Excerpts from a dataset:
- - - -
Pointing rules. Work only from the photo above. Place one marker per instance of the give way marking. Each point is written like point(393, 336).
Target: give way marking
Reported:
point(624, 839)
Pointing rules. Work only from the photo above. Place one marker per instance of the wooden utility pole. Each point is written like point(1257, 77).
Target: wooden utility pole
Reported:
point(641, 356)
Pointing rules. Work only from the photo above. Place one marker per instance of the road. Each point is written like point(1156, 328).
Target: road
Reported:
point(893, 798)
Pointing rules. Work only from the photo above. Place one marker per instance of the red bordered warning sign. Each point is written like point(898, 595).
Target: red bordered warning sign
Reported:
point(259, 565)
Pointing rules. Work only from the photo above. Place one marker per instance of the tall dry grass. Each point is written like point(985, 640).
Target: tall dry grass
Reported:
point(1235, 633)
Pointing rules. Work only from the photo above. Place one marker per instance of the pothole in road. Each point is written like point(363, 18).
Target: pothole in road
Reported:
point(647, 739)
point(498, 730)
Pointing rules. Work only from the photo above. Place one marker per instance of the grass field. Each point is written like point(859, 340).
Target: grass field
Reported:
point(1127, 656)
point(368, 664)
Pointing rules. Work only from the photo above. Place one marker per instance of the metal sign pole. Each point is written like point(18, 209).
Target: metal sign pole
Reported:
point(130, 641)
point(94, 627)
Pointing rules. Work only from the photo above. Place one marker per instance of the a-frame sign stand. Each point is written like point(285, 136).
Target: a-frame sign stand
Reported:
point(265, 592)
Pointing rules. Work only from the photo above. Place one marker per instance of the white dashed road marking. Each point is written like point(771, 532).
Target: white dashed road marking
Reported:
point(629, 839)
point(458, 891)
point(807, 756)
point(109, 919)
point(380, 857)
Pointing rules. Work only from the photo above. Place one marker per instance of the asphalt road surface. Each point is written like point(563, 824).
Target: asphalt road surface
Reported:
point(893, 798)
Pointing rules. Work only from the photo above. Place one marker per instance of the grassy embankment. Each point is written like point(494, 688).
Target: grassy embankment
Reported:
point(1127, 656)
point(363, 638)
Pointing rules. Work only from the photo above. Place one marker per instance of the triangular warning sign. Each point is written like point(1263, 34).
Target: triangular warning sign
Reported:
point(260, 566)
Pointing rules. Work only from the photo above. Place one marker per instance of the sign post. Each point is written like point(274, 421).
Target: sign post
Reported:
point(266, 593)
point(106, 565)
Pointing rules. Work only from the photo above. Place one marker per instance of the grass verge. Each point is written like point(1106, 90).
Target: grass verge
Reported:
- - - -
What is being asked
All of the entries should be written out again exactly.

Output of the exercise
Pointing rules. Work only from the photo above. Place one marker per instance of the give way marking. Each point is written like point(393, 336).
Target: give way marking
Reported:
point(624, 839)
Pointing rules. Work only from the photo above. Place one marker per instance of the wooden utility pole. Each point is written like point(1257, 77).
Target: wooden utility pole
Reported:
point(641, 356)
Pointing rules. Work only from the photo above. Place one marker per instance of the road. Each point is written like point(1156, 328).
Target: road
Reported:
point(893, 798)
Pointing rules. Work only from the photo above. Place one marker per instance of the red bordered warning sign. Each point is written like point(898, 595).
Target: red bordered warning sign
Reported:
point(259, 565)
Pointing rules. Work only from the photo above. Place one marker per instance of the tall dry grass. Each point is written like point(985, 640).
Target: tall dry grass
Reported:
point(1235, 633)
Pointing rules. Work only from the photo above. Place one marker per instance of the pothole in road. Each point is written like point(363, 18).
Target: pothole in road
Reported:
point(647, 739)
point(498, 730)
Pointing rules. Work only from the photo above. Place one marker per instance of the grass field. Each point is written like point(859, 340).
Target: grass field
Reported:
point(1127, 656)
point(368, 664)
Pointing rules. Work only from the photo above. Place one marker per instance of the metal sign pole. Each point is written like point(18, 209).
Target: metal sign pole
Reported:
point(130, 641)
point(94, 627)
Pointing rules. Work only from the photo above. Place one marker per instance of the a-frame sign stand. Each point is written like point(285, 136).
Target: a-frame sign stand
Reported:
point(265, 592)
Pointing rules. Work only from the photo above. Place one marker per instance of the white dashed road marking. Each point is written like point(771, 532).
Target: white dashed road marking
Reported:
point(629, 839)
point(458, 891)
point(807, 756)
point(109, 919)
point(380, 857)
Pointing rules. Work only from the photo above. Place one marker per instance of the asphalt road surface. Each point is written like point(563, 824).
Target: asphalt road surface
Reported:
point(893, 798)
Pointing rules. Work only from the photo above. Place one marker per instance of the grassy embankment. Each point is written like point(494, 688).
Target: grassy embankment
Reported:
point(1127, 656)
point(363, 638)
Pointing rules. Work only from the photo above. Place one marker per instance of the triangular warning sign. Each point is written like point(1263, 34).
Target: triangular warning sign
Reported:
point(260, 566)
Pointing rules. Work only from the photo above. Place one marker per instance of the sign post. Each point is written like point(274, 421).
Target: sign post
Reported:
point(266, 593)
point(106, 565)
Pointing rules. Work only from the photo above. Place one marker per instance of the grass verge. Each point is written like point(1106, 90).
Target: grass verge
Reported:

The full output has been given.